* _YOUR GOAL_
Please report each line in the records below that contains the word "gesturing". Treat uppercase and lowercase letters as different.
◆ ◆ ◆ ◆ ◆
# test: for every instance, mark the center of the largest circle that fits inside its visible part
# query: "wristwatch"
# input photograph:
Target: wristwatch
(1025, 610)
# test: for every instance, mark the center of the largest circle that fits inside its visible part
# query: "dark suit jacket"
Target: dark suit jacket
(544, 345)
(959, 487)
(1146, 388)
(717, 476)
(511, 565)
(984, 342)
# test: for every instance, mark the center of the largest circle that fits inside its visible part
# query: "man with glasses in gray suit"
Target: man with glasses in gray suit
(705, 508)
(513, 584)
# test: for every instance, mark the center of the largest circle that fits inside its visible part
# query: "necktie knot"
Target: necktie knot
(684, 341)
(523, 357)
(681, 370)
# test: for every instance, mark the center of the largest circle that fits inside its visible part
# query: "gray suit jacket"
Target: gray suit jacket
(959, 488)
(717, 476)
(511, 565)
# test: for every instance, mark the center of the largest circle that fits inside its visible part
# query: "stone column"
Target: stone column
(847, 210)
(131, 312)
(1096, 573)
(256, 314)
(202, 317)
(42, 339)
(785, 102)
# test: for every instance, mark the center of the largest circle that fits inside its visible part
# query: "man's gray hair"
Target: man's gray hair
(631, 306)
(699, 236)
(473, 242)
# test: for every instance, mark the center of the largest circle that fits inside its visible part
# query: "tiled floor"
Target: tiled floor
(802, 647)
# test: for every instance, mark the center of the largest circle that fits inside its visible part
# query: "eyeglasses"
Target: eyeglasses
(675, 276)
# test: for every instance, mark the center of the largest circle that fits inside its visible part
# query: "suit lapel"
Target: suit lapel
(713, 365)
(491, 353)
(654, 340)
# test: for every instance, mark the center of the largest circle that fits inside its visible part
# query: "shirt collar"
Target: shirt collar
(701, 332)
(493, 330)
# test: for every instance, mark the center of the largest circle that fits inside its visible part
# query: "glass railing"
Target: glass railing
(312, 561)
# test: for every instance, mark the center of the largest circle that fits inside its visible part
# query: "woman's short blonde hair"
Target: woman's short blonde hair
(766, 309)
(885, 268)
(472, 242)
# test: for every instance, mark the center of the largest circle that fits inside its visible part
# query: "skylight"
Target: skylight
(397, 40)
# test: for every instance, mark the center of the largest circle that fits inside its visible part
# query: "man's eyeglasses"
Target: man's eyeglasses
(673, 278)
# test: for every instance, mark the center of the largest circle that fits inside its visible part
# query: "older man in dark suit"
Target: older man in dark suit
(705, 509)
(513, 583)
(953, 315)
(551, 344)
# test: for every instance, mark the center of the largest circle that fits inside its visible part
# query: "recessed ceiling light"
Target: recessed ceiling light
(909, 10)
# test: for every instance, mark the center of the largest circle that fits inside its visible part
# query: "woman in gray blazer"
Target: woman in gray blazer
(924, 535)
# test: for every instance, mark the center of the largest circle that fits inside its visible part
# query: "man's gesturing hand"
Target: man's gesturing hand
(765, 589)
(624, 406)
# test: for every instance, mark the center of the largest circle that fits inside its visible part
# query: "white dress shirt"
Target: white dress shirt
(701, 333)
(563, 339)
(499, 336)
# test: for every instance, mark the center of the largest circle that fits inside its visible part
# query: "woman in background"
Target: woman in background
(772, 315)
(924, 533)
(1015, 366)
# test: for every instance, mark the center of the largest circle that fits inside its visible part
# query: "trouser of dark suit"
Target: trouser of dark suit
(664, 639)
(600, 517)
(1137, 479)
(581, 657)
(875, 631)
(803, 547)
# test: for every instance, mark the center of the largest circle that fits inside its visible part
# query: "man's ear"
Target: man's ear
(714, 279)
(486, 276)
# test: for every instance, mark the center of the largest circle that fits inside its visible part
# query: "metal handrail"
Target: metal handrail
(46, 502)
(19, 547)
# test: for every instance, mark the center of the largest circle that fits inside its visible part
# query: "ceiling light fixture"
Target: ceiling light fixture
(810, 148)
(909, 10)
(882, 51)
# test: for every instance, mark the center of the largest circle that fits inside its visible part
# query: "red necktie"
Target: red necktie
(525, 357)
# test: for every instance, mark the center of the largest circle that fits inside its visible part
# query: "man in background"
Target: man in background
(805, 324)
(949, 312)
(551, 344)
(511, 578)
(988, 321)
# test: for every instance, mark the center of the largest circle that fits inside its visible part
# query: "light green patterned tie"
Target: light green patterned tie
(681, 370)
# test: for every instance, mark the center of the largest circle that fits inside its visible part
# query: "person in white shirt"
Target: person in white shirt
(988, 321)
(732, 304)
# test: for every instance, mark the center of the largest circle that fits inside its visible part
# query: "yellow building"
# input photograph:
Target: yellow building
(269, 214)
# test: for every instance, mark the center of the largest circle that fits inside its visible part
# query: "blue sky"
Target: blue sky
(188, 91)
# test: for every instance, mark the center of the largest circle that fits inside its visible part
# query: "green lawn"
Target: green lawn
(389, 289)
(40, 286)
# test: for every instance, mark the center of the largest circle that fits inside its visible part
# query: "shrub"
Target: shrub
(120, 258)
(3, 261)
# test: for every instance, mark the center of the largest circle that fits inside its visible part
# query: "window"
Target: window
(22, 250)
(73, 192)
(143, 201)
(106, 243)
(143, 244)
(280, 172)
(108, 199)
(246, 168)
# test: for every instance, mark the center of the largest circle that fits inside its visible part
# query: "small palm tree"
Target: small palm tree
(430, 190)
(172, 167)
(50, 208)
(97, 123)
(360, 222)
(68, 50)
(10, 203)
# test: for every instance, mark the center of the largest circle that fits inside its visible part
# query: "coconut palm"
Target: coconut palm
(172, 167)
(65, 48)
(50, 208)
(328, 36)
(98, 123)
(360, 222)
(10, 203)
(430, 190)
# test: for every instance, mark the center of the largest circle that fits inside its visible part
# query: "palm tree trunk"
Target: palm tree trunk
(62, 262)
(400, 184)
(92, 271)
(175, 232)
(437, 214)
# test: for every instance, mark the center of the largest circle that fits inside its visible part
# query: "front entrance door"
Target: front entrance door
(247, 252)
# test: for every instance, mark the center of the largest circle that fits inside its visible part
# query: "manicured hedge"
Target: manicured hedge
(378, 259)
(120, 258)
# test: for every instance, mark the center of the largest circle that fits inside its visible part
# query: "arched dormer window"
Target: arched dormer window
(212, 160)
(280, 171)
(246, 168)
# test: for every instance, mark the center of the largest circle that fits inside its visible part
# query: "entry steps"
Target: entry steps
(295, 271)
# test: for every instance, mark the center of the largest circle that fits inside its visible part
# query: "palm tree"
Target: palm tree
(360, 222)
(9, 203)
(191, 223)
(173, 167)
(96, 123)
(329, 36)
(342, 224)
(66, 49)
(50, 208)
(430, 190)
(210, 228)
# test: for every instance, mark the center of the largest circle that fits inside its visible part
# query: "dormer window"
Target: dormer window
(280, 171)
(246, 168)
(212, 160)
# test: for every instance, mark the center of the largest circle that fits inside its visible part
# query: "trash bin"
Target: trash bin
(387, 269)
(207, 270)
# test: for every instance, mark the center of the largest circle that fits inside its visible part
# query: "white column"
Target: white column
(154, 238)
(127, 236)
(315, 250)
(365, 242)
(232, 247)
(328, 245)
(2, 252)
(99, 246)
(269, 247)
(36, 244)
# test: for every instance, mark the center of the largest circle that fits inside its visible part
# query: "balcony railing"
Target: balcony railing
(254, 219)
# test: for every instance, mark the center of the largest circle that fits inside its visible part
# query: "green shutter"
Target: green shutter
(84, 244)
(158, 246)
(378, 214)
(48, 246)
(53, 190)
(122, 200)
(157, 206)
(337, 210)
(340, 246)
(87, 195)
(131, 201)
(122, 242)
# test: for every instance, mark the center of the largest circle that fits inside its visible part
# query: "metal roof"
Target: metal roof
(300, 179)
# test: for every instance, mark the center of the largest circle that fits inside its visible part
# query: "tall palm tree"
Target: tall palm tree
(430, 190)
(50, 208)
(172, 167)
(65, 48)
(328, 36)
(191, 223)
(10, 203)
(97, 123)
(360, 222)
◆ ◆ ◆ ◆ ◆
* _WRITTEN ANSWER_
# query: "man's gesturing hand"
Target: man's gesturing hand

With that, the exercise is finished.